### Listed records ###

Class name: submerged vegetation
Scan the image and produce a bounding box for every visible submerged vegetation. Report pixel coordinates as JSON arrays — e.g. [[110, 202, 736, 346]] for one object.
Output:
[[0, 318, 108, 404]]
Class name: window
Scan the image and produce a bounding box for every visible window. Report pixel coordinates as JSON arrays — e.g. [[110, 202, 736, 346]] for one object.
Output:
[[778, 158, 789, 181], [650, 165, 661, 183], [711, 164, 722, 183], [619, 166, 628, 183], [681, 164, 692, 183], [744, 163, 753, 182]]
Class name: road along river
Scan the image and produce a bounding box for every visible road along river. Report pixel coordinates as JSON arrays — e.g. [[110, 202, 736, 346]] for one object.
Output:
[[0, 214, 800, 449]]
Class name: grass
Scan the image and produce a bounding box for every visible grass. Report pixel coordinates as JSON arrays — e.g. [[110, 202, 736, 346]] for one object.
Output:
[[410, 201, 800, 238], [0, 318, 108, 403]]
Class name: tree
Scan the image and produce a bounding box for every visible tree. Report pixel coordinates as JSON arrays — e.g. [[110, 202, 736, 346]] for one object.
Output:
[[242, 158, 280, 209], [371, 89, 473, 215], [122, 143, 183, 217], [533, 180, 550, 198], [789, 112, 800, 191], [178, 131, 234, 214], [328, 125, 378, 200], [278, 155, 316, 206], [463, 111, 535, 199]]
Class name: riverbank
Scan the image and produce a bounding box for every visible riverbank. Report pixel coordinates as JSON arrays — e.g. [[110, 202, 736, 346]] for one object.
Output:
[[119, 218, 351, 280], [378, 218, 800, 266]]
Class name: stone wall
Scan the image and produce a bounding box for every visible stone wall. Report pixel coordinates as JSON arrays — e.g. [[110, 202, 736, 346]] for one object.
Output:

###

▶ [Goal of the exercise]
Rewrite everything from the line containing "Class name: grass" down through the line containing "[[410, 201, 800, 238], [0, 318, 108, 403]]", requests included, and increase every coordinate in the answers by 146. Leave the requests and their sample arrays unchanged.

▶ [The output]
Class name: grass
Scan the image and produce a bounding box for every visible grass. Report pixel coordinates as JSON arrays — e.g. [[110, 202, 736, 346]] for one object.
Output:
[[556, 347, 946, 384], [146, 464, 254, 549]]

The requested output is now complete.